● **Dataset extract**
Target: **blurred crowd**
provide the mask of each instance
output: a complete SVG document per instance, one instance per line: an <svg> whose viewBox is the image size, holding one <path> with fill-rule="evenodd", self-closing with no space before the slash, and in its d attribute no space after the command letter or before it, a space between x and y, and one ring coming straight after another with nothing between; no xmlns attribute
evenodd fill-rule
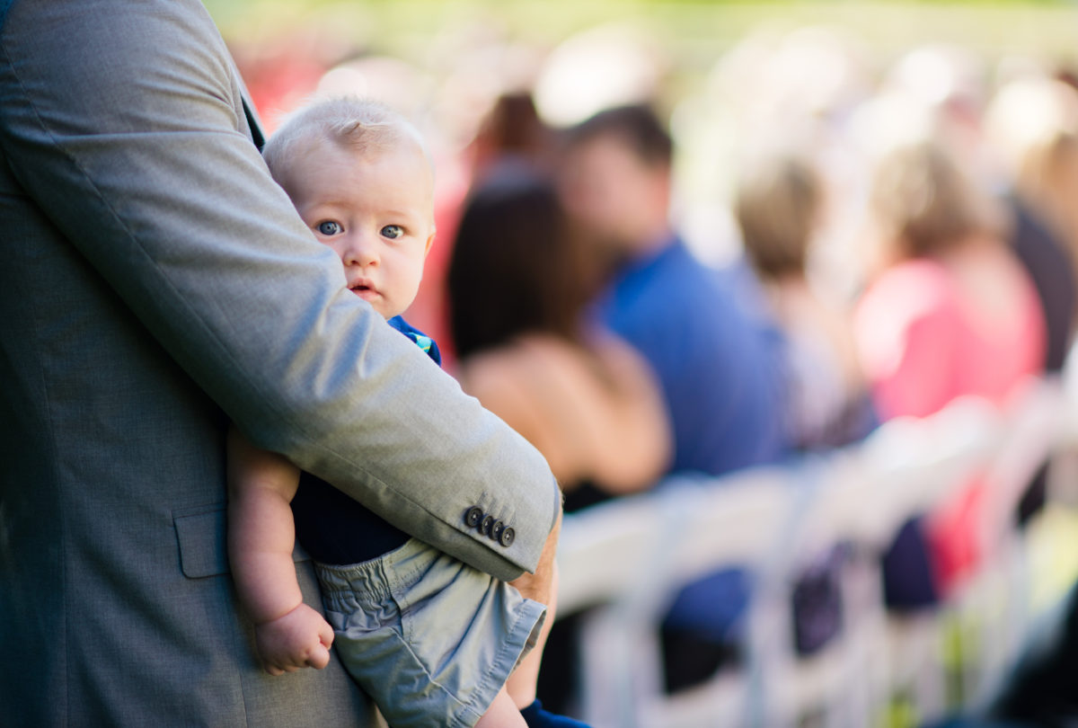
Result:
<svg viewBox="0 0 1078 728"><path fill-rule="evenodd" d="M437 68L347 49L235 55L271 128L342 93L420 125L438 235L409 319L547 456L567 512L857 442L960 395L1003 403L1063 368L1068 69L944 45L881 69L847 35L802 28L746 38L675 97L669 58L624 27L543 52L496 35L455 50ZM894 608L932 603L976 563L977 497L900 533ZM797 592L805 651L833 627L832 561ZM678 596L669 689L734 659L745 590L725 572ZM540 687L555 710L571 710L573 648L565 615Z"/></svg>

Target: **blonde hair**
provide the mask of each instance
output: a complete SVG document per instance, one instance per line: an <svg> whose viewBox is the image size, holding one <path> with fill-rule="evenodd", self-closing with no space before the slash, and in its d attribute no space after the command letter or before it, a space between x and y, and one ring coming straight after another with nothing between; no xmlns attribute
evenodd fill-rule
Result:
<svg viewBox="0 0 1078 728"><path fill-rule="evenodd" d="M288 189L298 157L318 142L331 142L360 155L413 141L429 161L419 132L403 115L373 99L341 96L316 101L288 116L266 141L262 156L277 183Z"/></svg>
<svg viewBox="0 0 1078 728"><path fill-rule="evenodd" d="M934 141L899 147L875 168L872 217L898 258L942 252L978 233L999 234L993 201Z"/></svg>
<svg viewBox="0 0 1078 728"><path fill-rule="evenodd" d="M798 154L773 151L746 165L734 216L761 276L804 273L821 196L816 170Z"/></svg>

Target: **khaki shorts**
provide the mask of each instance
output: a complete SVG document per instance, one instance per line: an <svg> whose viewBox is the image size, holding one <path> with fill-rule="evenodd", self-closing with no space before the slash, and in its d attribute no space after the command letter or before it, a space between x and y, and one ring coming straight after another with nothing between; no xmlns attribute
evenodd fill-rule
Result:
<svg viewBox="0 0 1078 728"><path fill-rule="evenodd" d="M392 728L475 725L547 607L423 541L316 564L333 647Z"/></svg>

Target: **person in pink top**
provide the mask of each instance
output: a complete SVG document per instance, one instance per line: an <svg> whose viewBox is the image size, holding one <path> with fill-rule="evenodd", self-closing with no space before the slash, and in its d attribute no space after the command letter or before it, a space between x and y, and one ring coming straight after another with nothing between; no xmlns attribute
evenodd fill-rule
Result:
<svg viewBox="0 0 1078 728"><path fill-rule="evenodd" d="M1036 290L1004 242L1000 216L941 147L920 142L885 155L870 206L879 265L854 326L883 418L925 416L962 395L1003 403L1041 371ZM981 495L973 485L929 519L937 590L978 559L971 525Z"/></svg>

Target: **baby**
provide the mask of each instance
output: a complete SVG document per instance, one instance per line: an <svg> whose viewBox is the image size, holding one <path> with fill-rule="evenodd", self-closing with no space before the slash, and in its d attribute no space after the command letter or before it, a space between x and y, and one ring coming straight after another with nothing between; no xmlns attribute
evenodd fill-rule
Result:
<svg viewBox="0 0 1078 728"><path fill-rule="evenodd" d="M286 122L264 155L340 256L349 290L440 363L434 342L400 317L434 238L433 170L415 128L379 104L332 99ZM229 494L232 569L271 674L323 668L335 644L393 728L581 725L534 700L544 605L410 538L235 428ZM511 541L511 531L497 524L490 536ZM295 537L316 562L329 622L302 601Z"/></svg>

● **Description of the task**
Please render the records above as a two-column CSV with the columns "prompt" and "svg_output", one row per record. Put each record's text and its answer in their own quoted field, with line breaks turned into spaces, and leave out the pictures.

● **Response to the task**
prompt,svg_output
"Target: **blurred crowd** provide the mask of each instance output: a complete SVG document per instance, one instance per line: an <svg> whose viewBox is the image size, holding one <path> with fill-rule=""evenodd"", self-closing with no space before the slash, and in its d attribute no space after the command letter or before it, a space between x and y, and one ring coming straight after another with nothing between; no xmlns attribute evenodd fill-rule Result:","<svg viewBox=""0 0 1078 728""><path fill-rule=""evenodd"" d=""M437 68L347 49L235 55L271 128L342 93L420 125L438 235L409 319L547 456L567 512L857 442L960 395L1003 403L1063 368L1068 69L944 45L881 69L847 35L802 28L746 38L675 97L669 58L624 27L543 52L496 35L455 50ZM894 608L932 603L976 563L977 497L900 533ZM797 592L805 651L833 627L832 561ZM678 596L669 689L734 659L745 590L725 572ZM540 687L555 710L571 710L573 648L565 615Z""/></svg>"
"Target: **blonde hair** provide the mask of each instance output: a complete SVG document per instance, one instance per line: an <svg> whose viewBox is the image size, holding one <path> with fill-rule=""evenodd"", self-closing with no space before the slash, and in its d attribute no space after the command letter or before it, a space between x and y, and one ring coming straight after another with nothing between; no xmlns attribute evenodd fill-rule Result:","<svg viewBox=""0 0 1078 728""><path fill-rule=""evenodd"" d=""M288 189L298 157L318 142L331 142L360 155L413 141L429 161L419 132L403 115L373 99L341 96L316 101L288 116L266 141L262 156L277 183Z""/></svg> <svg viewBox=""0 0 1078 728""><path fill-rule=""evenodd"" d=""M934 141L899 147L875 168L872 217L898 258L942 252L978 233L999 234L993 201Z""/></svg> <svg viewBox=""0 0 1078 728""><path fill-rule=""evenodd"" d=""M798 154L773 151L746 165L734 216L761 276L804 273L821 196L816 170Z""/></svg>"
"Target: **khaki shorts** provide the mask of each instance output: a complete SVG document per instance, one instance per line: an <svg> whose viewBox is the image size, holding one <path> with fill-rule=""evenodd"", self-closing with no space before the slash, and in its d attribute no space after the command letter or before it, a space between x and y, and one ring coming straight after another with nothing between; no xmlns attribute evenodd fill-rule Result:","<svg viewBox=""0 0 1078 728""><path fill-rule=""evenodd"" d=""M392 728L475 725L547 607L423 541L316 564L333 647Z""/></svg>"
"Target: **person in pink top** provide the mask of each instance output: a complete SVG document per instance, one instance per line: an <svg> whose viewBox is the image size, holding one <path> with fill-rule=""evenodd"", self-closing with no space before the slash, and in its d attribute no space after the command letter or before it, a space between x and y, and one ring coming straight after another with nothing between; no xmlns attribute evenodd fill-rule Result:","<svg viewBox=""0 0 1078 728""><path fill-rule=""evenodd"" d=""M1036 290L1004 242L1000 216L941 147L920 142L885 155L870 206L879 265L854 326L883 418L925 416L962 395L1003 403L1041 371ZM981 495L973 485L929 519L937 590L978 559L971 525Z""/></svg>"
"Target: **baby** provide the mask of each instance output: a complete SVG document per instance, one instance per line: an <svg> whose viewBox is the image size, holding one <path> with fill-rule=""evenodd"", self-closing with no space before the slash, and in its d attribute no space after the command letter or before it, a space between x and y, and one ring coming straight after another with nothing between; no xmlns attribute evenodd fill-rule Result:","<svg viewBox=""0 0 1078 728""><path fill-rule=""evenodd"" d=""M286 122L264 155L340 256L349 290L440 363L434 342L400 317L434 238L433 170L415 128L379 104L332 99ZM229 494L232 569L271 674L323 668L335 644L393 728L581 725L534 700L544 605L410 538L235 428ZM511 541L511 531L497 524L490 536ZM295 537L316 562L329 622L302 601Z""/></svg>"